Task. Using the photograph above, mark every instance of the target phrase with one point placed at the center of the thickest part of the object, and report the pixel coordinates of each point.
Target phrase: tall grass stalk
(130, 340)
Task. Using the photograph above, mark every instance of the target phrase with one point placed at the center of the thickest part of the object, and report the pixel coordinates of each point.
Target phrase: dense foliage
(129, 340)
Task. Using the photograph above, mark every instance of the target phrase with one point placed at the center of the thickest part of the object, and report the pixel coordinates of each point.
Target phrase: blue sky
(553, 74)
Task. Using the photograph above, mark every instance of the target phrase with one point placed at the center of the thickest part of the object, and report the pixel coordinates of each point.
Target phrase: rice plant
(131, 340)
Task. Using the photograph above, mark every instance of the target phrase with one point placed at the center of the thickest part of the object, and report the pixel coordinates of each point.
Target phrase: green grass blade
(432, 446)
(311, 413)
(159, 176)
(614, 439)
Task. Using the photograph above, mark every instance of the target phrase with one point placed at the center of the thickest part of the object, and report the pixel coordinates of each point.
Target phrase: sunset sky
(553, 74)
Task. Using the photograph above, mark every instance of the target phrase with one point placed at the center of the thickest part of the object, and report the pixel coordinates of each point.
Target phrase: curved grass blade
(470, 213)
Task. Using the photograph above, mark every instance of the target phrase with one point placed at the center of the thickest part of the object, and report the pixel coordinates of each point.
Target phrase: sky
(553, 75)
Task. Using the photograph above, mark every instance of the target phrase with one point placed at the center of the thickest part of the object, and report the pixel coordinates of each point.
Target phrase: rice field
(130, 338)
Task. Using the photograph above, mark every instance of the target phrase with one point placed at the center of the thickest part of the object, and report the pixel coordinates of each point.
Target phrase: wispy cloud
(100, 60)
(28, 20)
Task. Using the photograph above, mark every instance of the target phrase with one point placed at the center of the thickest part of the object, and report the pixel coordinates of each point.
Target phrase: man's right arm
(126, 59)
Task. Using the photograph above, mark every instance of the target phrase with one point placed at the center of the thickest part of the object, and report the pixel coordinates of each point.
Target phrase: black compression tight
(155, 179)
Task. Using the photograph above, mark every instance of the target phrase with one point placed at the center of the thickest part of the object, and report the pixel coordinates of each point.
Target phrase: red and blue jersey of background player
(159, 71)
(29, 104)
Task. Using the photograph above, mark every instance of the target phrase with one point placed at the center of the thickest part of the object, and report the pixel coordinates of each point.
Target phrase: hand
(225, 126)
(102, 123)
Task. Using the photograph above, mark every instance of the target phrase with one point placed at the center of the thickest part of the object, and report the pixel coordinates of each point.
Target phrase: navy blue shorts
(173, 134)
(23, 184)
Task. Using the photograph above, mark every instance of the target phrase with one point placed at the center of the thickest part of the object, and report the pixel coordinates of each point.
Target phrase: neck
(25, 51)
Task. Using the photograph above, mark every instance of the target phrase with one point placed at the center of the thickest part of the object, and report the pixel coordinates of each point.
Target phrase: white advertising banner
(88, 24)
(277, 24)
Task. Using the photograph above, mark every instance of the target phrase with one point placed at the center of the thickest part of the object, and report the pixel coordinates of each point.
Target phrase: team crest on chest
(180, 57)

▶ Problem to work on: Give the entries once more, exactly as they appear.

▶ Task output:
Task. Using the photograph above, mark every instance of the target phrase with one point placed at the center of the thickest part of the object, and report the pixel coordinates of each point.
Target phrase: tall grass stalk
(130, 340)
Task. Using the photograph above, mark every instance of the target phrase with one point placed at the center of the thickest part of the object, and report the pixel coordinates of each point.
Target phrase: dense foliage
(129, 340)
Task. Using the photograph above, mark every instance of the target phrase with one point placed at the center of the thickest part of the object, and report the pixel coordinates of each point.
Target phrase: blue sky
(553, 74)
Task. Using the photograph above, mark every instance of the target phrase with one point placed at the center of the thickest part of the object, and report the pixel coordinates of each point.
Target phrase: rice plant
(131, 340)
Task. Using the photograph above, mark every instance of the target phrase with one point placed at the center of the thickest part of the object, and report the pixel coordinates of each point.
Target phrase: green grass blade
(432, 446)
(311, 413)
(159, 176)
(614, 439)
Task. Using the photograph above, mark every instance of the target phrase with one point placed at the center of the thickest part of the object, and report the pixel coordinates of each point.
Target phrase: sunset sky
(553, 74)
Task. Using the photograph above, mark every instance of the target phrase with one point placed at the center of the thickest part of the object, and report the pixel coordinates of each point.
Target phrase: curved grass blade
(470, 213)
Task. Using the photograph above, mark every instance of the target phrase with one point placed at the center of the thickest part of the object, and report the pixel coordinates of each point.
Target phrase: sky
(553, 75)
Task. Using the photograph above, mark every instance of the target phrase with one point placed at the center of the thickest part of the object, and report the pixel coordinates of each point.
Target phrase: rice field
(130, 338)
Task. Using the photograph above, mark every instance of the target phrase with one point placed at the center of the thickest part of the object, and report the pixel coordinates of each point.
Target phrase: wispy cloud
(100, 60)
(28, 20)
Task. Using the photograph above, mark every instance of the target phrase with one point placed at the center of the thickest part of the object, and report the pixel coordinates of each point.
Target phrase: man's right arm
(126, 59)
Task. Using the photograph above, mark every instance of the target phrase with one point placed at the center of the thickest part of the object, and report the pixel coordinates of each point.
Target phrase: black compression tight
(155, 179)
Task. Using the photograph above, mark every instance of the target phrase with one point placed at the center of the thickest part of the object, and report the pixel coordinates of each point.
Target phrase: red and blue jersey of background player
(159, 71)
(29, 104)
Task. Using the photograph above, mark every instance of the target phrase with one point placed at the center of the thickest part of the object, and report the pixel coordinates of each point.
Target phrase: hand
(225, 126)
(102, 123)
Task. Using the photograph above, mark every instance of the target phrase with one point placed at the center of the thickest part of the object, and report the pixel coordinates of each point.
Target phrase: navy blue shorts
(173, 134)
(23, 184)
Task. Using the photograph above, mark every instance of the target phrase with one point placed at the center of the thickest part of the object, and report the pixel coordinates of each point.
Target phrase: neck
(25, 51)
Task. Using the photograph above, mark every instance of the target phrase with one point placed at the center of the thickest part of the object, and report the pixel coordinates of each point.
Target phrase: white advertising banner
(88, 24)
(277, 24)
Task. Using the photograph above, mark every instance of the target phrase with one point placed at the center of the thickest part of the object, and report the pixel coordinates of each point.
Target phrase: team crest on chest
(180, 57)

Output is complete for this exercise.